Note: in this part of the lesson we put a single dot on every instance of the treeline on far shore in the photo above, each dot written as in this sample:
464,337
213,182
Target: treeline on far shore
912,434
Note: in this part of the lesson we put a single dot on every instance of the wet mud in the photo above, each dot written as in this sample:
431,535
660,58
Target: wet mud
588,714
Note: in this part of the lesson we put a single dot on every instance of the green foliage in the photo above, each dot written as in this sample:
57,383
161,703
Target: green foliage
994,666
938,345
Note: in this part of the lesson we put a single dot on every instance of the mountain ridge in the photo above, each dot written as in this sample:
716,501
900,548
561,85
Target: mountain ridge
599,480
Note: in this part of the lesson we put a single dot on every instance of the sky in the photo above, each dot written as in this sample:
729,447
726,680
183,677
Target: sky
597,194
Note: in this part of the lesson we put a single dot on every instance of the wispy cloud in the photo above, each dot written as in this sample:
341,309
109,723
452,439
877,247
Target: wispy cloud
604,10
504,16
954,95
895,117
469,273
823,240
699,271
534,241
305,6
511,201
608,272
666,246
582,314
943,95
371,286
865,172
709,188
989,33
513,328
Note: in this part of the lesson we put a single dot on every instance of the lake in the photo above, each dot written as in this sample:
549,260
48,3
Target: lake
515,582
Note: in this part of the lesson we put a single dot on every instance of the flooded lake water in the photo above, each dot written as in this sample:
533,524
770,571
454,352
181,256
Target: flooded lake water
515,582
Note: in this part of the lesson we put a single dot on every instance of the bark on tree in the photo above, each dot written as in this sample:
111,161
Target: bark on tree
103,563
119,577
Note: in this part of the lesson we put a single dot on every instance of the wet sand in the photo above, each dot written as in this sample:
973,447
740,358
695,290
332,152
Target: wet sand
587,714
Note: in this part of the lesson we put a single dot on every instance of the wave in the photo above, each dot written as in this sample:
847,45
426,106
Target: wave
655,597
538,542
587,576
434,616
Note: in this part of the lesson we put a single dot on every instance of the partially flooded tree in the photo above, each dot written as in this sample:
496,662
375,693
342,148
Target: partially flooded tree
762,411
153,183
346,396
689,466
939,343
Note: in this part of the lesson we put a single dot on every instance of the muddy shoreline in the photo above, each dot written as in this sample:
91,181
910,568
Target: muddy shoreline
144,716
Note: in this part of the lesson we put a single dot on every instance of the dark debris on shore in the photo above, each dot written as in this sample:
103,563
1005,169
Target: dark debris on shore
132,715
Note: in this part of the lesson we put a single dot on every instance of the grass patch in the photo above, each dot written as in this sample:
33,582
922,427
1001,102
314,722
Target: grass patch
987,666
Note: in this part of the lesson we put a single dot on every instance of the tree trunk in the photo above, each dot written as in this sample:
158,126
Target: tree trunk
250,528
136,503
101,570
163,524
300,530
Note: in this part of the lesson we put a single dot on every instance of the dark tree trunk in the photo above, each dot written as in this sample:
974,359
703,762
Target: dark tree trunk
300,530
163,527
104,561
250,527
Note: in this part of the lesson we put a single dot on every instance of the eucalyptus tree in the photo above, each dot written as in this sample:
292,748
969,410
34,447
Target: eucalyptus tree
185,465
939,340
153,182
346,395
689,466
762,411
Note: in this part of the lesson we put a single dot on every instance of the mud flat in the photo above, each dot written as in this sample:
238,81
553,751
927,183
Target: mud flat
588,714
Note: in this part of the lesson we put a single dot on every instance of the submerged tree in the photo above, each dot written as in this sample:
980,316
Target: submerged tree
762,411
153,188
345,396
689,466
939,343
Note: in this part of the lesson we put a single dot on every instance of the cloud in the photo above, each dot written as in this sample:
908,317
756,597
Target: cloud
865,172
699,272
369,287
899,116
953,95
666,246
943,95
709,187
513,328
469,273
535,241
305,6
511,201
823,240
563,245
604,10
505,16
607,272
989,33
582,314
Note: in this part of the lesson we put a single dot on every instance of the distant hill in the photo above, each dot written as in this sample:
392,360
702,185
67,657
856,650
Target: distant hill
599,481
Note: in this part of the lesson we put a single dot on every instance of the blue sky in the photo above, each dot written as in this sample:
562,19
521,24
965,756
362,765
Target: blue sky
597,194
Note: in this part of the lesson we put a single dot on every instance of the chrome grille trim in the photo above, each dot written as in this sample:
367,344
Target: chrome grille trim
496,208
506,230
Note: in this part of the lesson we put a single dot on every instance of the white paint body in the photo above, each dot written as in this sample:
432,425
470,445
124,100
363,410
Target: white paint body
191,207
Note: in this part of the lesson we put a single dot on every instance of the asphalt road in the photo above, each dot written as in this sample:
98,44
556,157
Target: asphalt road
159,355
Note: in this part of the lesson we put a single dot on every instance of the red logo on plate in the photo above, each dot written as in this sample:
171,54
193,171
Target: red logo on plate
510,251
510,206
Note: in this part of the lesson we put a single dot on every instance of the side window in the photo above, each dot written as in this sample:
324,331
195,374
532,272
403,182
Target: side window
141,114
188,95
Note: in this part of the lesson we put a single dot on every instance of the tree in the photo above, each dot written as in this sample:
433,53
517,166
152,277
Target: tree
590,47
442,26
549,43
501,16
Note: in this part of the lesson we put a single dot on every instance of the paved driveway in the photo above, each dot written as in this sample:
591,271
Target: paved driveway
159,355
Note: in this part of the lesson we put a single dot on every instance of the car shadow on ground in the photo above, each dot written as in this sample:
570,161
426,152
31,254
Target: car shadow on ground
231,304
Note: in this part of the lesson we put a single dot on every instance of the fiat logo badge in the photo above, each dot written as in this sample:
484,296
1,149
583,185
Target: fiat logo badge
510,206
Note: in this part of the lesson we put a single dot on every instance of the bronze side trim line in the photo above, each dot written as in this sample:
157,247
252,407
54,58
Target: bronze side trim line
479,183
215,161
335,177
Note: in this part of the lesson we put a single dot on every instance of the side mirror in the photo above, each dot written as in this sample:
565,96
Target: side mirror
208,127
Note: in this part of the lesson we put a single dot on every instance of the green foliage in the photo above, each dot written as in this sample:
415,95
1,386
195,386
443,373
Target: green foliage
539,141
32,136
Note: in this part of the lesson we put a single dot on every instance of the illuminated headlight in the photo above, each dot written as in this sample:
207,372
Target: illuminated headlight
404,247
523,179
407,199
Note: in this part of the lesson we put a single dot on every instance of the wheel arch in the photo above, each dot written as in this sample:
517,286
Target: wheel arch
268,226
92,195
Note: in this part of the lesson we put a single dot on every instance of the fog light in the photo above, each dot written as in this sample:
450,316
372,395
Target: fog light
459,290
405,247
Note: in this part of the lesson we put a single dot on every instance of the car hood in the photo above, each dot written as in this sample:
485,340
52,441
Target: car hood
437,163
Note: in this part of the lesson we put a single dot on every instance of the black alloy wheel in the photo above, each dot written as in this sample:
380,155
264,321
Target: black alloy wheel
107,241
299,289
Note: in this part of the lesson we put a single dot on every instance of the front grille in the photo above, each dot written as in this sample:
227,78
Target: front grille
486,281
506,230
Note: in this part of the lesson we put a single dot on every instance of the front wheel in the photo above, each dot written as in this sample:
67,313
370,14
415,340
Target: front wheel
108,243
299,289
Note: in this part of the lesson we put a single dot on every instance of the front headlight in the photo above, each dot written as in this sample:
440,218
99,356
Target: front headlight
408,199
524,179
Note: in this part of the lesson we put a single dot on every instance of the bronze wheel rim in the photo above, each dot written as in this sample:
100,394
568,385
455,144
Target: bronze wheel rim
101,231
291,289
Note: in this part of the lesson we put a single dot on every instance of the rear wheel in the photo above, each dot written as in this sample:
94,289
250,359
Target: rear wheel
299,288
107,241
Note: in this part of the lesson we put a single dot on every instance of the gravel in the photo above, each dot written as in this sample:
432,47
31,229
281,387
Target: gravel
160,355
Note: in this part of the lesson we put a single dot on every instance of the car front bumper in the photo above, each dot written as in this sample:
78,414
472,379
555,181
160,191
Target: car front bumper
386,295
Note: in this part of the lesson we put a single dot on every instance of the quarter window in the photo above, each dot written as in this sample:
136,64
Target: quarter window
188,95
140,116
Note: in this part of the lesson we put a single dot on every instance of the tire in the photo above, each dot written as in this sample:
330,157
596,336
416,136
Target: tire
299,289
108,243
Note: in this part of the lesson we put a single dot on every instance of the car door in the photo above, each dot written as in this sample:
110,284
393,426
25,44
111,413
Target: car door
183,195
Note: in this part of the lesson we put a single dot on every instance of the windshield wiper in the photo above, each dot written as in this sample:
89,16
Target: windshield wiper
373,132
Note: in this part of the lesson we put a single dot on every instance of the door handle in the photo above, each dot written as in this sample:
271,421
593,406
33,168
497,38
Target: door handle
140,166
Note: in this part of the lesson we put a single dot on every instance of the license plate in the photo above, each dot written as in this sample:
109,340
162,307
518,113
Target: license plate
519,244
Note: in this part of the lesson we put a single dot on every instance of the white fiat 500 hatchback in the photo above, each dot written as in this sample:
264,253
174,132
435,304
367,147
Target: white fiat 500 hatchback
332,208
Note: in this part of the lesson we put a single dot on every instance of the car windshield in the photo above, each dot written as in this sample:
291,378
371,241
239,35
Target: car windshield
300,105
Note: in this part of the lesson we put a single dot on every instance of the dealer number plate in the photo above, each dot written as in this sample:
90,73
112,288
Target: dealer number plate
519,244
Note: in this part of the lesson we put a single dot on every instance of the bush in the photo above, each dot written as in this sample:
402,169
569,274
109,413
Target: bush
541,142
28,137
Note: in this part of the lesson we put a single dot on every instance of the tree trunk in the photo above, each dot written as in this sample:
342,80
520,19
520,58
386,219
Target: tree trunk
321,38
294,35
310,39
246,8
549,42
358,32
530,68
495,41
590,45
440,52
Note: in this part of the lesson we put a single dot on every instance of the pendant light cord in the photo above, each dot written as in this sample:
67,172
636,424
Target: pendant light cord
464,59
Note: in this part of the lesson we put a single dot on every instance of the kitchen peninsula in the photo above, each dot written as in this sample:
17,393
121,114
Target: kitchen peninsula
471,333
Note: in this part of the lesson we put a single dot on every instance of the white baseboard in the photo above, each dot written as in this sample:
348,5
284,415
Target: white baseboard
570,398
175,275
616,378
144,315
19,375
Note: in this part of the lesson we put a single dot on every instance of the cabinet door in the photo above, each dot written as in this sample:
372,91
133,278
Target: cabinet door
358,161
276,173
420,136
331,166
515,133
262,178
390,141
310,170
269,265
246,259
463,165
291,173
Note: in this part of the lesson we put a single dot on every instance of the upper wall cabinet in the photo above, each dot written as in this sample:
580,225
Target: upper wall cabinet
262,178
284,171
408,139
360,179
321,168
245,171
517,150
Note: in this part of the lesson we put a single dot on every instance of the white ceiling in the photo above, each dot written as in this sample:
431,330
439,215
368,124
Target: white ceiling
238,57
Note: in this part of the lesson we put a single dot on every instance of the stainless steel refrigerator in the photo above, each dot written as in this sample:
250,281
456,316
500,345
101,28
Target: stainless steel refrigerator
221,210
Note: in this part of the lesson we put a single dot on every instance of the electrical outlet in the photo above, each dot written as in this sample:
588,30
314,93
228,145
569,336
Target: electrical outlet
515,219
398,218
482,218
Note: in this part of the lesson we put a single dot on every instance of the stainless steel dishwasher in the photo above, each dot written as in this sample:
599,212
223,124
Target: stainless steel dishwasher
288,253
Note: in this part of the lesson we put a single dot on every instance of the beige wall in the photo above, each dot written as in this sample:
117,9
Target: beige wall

EXERCISE REQUIREMENTS:
Give again only the lines starting at the one that contains "of the upper" and running to the end of the data.

TASK SOLUTION:
Note: in this part of the lesson we put a single dot on every instance of the upper wall cabinet in the photo above, each dot written as in this sample:
580,225
Target: upper wall cabinet
262,178
284,171
408,139
360,179
321,168
245,171
517,150
Note: in this part of the lesson we put a single dot on every instance of the white ceiling in the photo above, each dot written as in this sample:
431,330
439,215
368,124
Target: white ceiling
238,57
Note: in this part of the lesson we put a single dot on every instance of the stainless steel refrigerator in the photo above, each dot written as in this sample:
250,281
456,316
500,345
101,28
Target: stainless steel refrigerator
221,210
Note: in this part of the lesson we put a single dot on every instance of the electrical outlet in the photo above, each dot written as in this sample:
588,30
314,93
228,145
569,336
Target: electrical outlet
515,219
398,218
482,218
Note: in this part of the lesson we put a single dot on every instance of the stainless steel dishwasher in the photo above, each dot written as in this sample:
599,212
223,124
Target: stainless steel dishwasher
288,253
Note: in this part of the lesson we put a single dot on every instance of the beige wall in the photo above, each dot written as in this sample:
117,9
Target: beige wall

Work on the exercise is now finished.